SET TASK:
Return the entries verbatim and drop every picture.

====

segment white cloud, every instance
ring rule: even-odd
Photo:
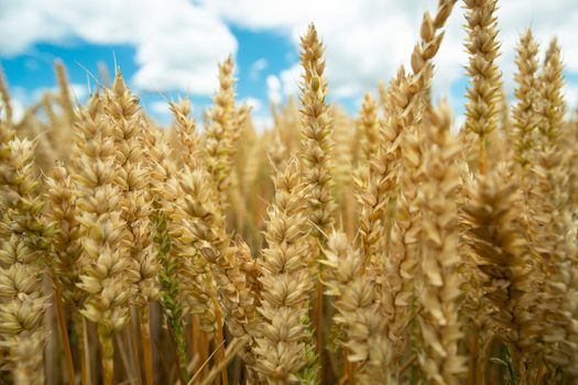
[[[326,46],[329,91],[334,96],[360,96],[373,89],[378,80],[388,81],[401,64],[408,66],[418,37],[424,11],[435,12],[436,0],[201,0],[208,9],[229,22],[252,30],[274,30],[298,44],[309,22],[315,22]],[[441,48],[436,57],[434,91],[450,95],[451,85],[464,79],[467,64],[464,42],[465,14],[458,2],[454,8]],[[559,37],[565,64],[578,72],[578,2],[576,0],[503,0],[499,10],[499,64],[504,84],[513,89],[514,46],[521,32],[532,26],[536,38],[546,46],[553,35]],[[281,72],[282,95],[296,91],[298,67]],[[269,81],[268,81],[269,84]],[[270,95],[271,95],[270,87]],[[276,96],[273,92],[274,96]],[[462,102],[462,96],[459,98]]]
[[[401,64],[408,65],[423,12],[435,12],[437,0],[0,0],[0,55],[22,53],[40,41],[131,44],[137,48],[133,80],[139,88],[211,95],[217,62],[237,51],[227,23],[281,33],[296,46],[313,21],[326,46],[330,95],[361,97],[380,79],[388,81]],[[527,26],[543,48],[557,35],[567,69],[578,73],[578,1],[502,0],[498,18],[499,64],[510,95],[514,46]],[[434,91],[449,97],[455,107],[464,103],[461,91],[450,92],[465,76],[464,23],[458,2],[436,57]],[[264,58],[255,61],[249,77],[258,79],[268,65]],[[299,74],[294,63],[268,76],[269,98],[280,102],[296,94]]]
[[[156,100],[156,101],[150,102],[148,105],[148,108],[157,116],[171,114],[171,110],[168,109],[168,103],[164,100]]]
[[[0,0],[0,55],[36,42],[84,40],[137,48],[137,87],[210,95],[237,41],[215,12],[187,0]]]
[[[266,77],[266,88],[269,100],[273,103],[279,105],[282,99],[281,94],[281,80],[275,75],[269,75]]]
[[[253,64],[251,64],[251,67],[249,68],[249,78],[251,80],[258,80],[259,76],[261,75],[263,69],[268,67],[268,65],[269,62],[263,57],[254,61]]]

====

CORRECT OUTPUT:
segment white cloud, every instance
ring rule: even-odd
Photo:
[[[326,46],[329,91],[334,96],[360,96],[373,89],[378,80],[388,81],[401,64],[408,66],[418,37],[424,11],[435,12],[436,0],[201,0],[208,9],[229,22],[252,30],[274,30],[298,44],[309,22],[315,22]],[[441,48],[436,57],[434,91],[450,95],[451,85],[464,79],[467,64],[464,42],[465,14],[458,2],[454,8]],[[559,37],[565,64],[578,72],[578,2],[576,0],[503,0],[499,10],[499,64],[504,84],[513,89],[514,46],[521,32],[532,26],[536,38],[546,46],[553,35]],[[281,72],[282,95],[296,91],[298,67]],[[269,81],[268,81],[269,84]],[[270,95],[271,95],[270,87]],[[276,96],[273,92],[274,96]],[[462,102],[462,96],[459,98]]]
[[[401,64],[408,65],[423,12],[435,12],[437,0],[0,0],[0,55],[22,53],[40,41],[131,44],[137,48],[133,80],[139,88],[211,95],[217,62],[237,51],[227,23],[281,33],[296,46],[313,21],[326,46],[330,95],[361,97],[380,79],[388,81]],[[527,26],[543,48],[557,35],[567,69],[578,73],[578,1],[502,0],[498,18],[499,64],[510,95],[514,46]],[[434,91],[449,97],[455,107],[464,103],[461,91],[450,92],[465,76],[464,23],[458,2],[436,57]],[[264,58],[255,61],[249,77],[258,79],[268,65]],[[299,74],[294,63],[268,76],[269,98],[280,102],[296,94]]]
[[[156,100],[156,101],[150,102],[148,105],[148,108],[157,116],[171,114],[171,110],[168,109],[168,103],[164,100]]]
[[[0,0],[0,55],[36,42],[84,40],[137,48],[137,87],[210,95],[237,41],[215,12],[187,0]]]
[[[266,77],[266,88],[269,100],[273,103],[279,105],[282,99],[281,94],[281,80],[275,75],[269,75]]]
[[[253,64],[251,64],[251,67],[249,68],[249,78],[251,80],[258,80],[259,76],[261,75],[263,69],[268,67],[268,65],[269,62],[263,57],[254,61]]]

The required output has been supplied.